[Opening DATASET CONTENT section]

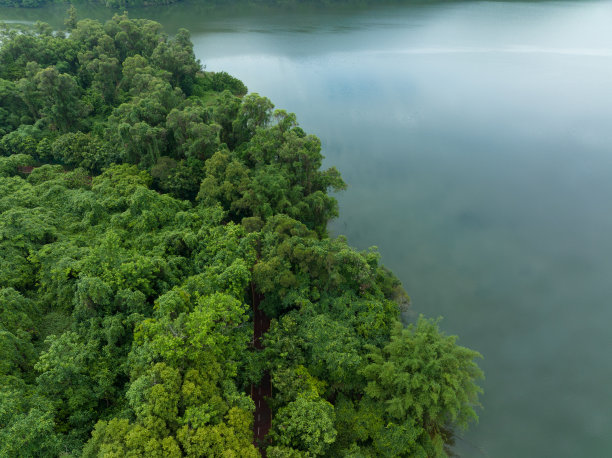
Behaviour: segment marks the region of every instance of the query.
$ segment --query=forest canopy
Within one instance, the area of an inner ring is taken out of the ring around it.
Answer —
[[[98,3],[108,8],[129,8],[135,6],[169,5],[183,0],[88,0],[87,3]],[[255,5],[255,6],[298,6],[302,4],[351,4],[364,3],[368,0],[192,0],[210,7],[226,5]],[[86,0],[0,0],[0,6],[13,6],[18,8],[36,8],[50,4],[79,4]]]
[[[319,139],[186,30],[67,27],[0,37],[0,456],[445,456],[479,355],[329,237]]]

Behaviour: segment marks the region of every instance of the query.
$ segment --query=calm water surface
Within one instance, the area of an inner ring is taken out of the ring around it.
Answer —
[[[349,183],[332,231],[484,355],[462,456],[612,456],[611,2],[130,14],[322,139]]]

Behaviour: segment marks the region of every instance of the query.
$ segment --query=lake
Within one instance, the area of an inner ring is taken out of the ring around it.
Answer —
[[[130,14],[322,139],[349,184],[331,231],[484,356],[461,456],[612,456],[612,2]]]

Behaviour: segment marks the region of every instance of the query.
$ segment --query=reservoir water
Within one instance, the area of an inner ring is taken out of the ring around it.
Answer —
[[[191,30],[207,69],[322,139],[349,184],[331,231],[379,247],[407,319],[484,356],[461,456],[612,456],[612,2],[130,15]]]

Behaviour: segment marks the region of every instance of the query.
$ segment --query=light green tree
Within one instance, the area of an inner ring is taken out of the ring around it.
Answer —
[[[407,329],[398,325],[384,348],[370,347],[362,373],[366,396],[384,405],[379,448],[393,444],[396,456],[443,456],[452,428],[477,420],[480,355],[455,340],[421,317]]]

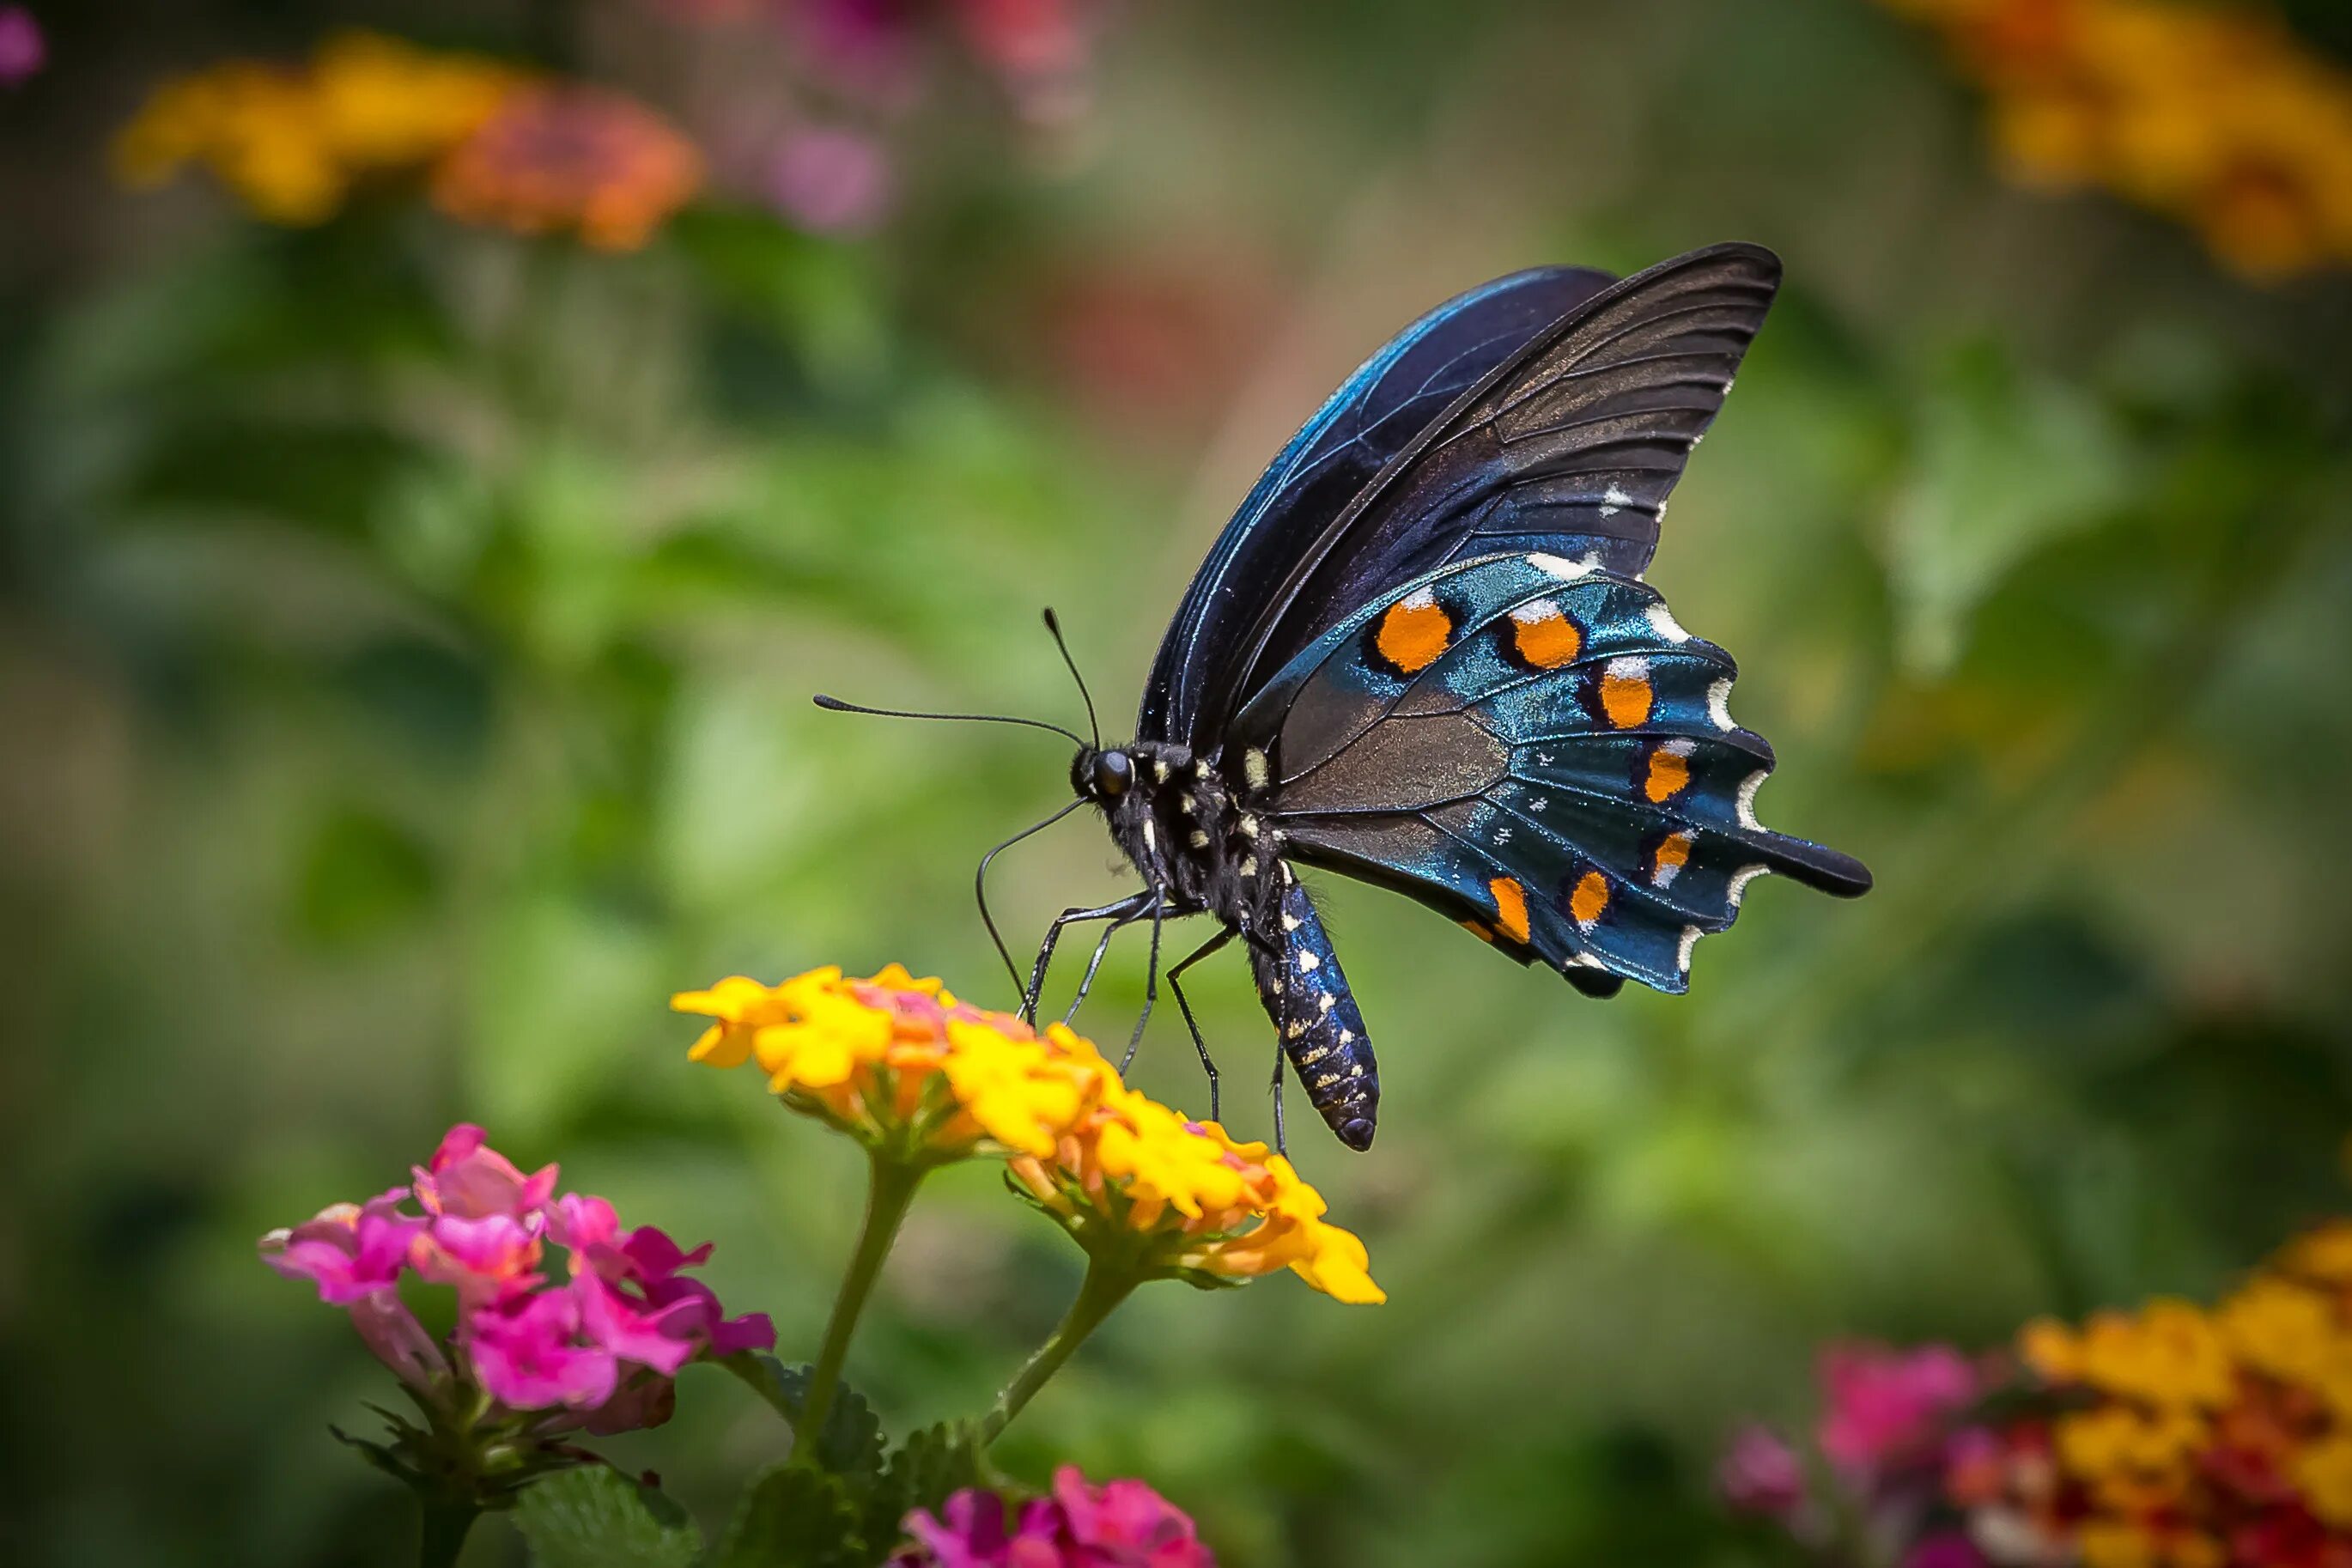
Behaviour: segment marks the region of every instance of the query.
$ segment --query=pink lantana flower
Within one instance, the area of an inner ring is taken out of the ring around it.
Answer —
[[[1898,1351],[1832,1345],[1822,1353],[1822,1452],[1849,1470],[1932,1458],[1943,1417],[1973,1401],[1976,1368],[1948,1345]]]
[[[515,1297],[475,1313],[472,1328],[475,1373],[509,1409],[593,1409],[620,1382],[614,1352],[583,1335],[568,1290]]]
[[[907,1516],[914,1544],[892,1568],[1216,1568],[1183,1510],[1141,1481],[1089,1486],[1074,1465],[1053,1495],[1014,1505],[966,1489]]]
[[[461,1219],[504,1215],[536,1230],[541,1211],[555,1194],[556,1167],[542,1165],[526,1176],[491,1148],[488,1138],[470,1121],[444,1133],[432,1161],[415,1167],[416,1201],[430,1215]]]
[[[1715,1489],[1737,1512],[1786,1519],[1805,1500],[1805,1463],[1770,1427],[1743,1426],[1716,1465]]]
[[[289,1279],[308,1279],[319,1300],[348,1307],[399,1283],[410,1242],[425,1222],[399,1212],[406,1187],[365,1204],[330,1204],[300,1225],[261,1238],[261,1260]]]

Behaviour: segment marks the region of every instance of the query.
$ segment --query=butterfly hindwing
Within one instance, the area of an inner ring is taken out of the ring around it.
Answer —
[[[1869,885],[1762,827],[1762,736],[1731,658],[1591,557],[1540,552],[1425,574],[1333,627],[1255,697],[1284,853],[1387,883],[1523,960],[1664,991],[1763,871]]]

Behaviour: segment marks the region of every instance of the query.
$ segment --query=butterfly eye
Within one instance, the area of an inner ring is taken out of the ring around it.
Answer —
[[[1095,753],[1095,793],[1117,800],[1135,782],[1135,763],[1125,752]]]

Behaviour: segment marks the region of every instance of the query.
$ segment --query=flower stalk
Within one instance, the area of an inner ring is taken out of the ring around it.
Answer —
[[[997,1434],[1021,1414],[1022,1407],[1061,1370],[1072,1352],[1087,1342],[1087,1336],[1102,1326],[1103,1320],[1118,1310],[1119,1303],[1134,1292],[1143,1278],[1133,1268],[1107,1263],[1099,1255],[1087,1258],[1087,1277],[1079,1283],[1070,1310],[1062,1314],[1062,1321],[1054,1326],[1045,1342],[1037,1347],[1037,1353],[1029,1358],[1028,1364],[996,1396],[995,1406],[981,1423],[981,1441],[996,1440]]]
[[[793,1423],[793,1463],[796,1465],[817,1462],[818,1435],[824,1430],[834,1394],[841,1386],[842,1363],[848,1359],[857,1320],[866,1310],[866,1300],[874,1292],[874,1281],[881,1276],[891,1245],[898,1239],[898,1227],[906,1223],[915,1190],[929,1172],[919,1160],[895,1158],[879,1149],[868,1152],[866,1164],[866,1218],[857,1233],[857,1249],[850,1256],[849,1270],[842,1276],[840,1293],[834,1298],[824,1343],[809,1373],[808,1397]]]

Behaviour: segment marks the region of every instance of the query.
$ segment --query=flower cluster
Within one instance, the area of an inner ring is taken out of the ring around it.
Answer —
[[[1322,1194],[1263,1143],[1106,1086],[1048,1155],[1012,1162],[1017,1190],[1090,1254],[1197,1284],[1288,1268],[1342,1301],[1387,1300],[1364,1244],[1327,1223]]]
[[[602,88],[532,85],[450,149],[433,172],[433,200],[466,223],[635,250],[701,184],[694,143],[644,104]]]
[[[1997,1367],[1931,1347],[1824,1371],[1821,1448],[1877,1555],[1908,1568],[2352,1568],[2352,1222],[2212,1308],[2036,1322]],[[1735,1506],[1835,1544],[1838,1510],[1769,1433],[1743,1434],[1721,1479]]]
[[[917,1163],[1007,1157],[1016,1191],[1136,1278],[1289,1268],[1341,1300],[1382,1300],[1363,1244],[1324,1221],[1289,1161],[1127,1089],[1058,1024],[1040,1034],[896,964],[866,980],[732,976],[671,1005],[715,1020],[695,1060],[756,1060],[786,1105],[870,1149]]]
[[[795,1110],[869,1147],[930,1163],[1050,1152],[1118,1073],[1060,1025],[959,1002],[898,964],[870,979],[811,970],[781,985],[731,975],[670,998],[715,1020],[688,1054],[711,1067],[756,1060]]]
[[[373,33],[299,67],[231,60],[166,82],[115,139],[134,186],[191,165],[257,217],[323,223],[364,186],[423,175],[464,222],[645,243],[690,198],[700,160],[651,110],[497,61]]]
[[[2275,19],[2180,0],[1885,0],[1941,31],[2037,184],[2098,184],[2275,278],[2352,260],[2352,75]]]
[[[558,1196],[553,1165],[525,1175],[478,1127],[451,1128],[413,1175],[272,1231],[261,1252],[349,1310],[369,1349],[444,1423],[519,1425],[535,1437],[656,1426],[688,1362],[775,1343],[765,1316],[727,1317],[683,1272],[709,1246],[686,1251],[650,1226],[624,1231],[611,1204]],[[542,1271],[551,1242],[569,1254],[558,1282]],[[407,1277],[454,1291],[446,1342],[402,1300]]]
[[[1050,1497],[1008,1500],[967,1489],[939,1514],[907,1516],[914,1544],[891,1568],[1216,1568],[1184,1511],[1141,1481],[1087,1484],[1054,1472]]]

[Closing DATASET CONTENT section]

● **AIM OF THE EXERCISE**: What lines in the entries above include the string "water"? Return each one.

● **ANSWER TO THE EXERCISE**:
$ segment --query=calm water surface
$ segment --query=reservoir water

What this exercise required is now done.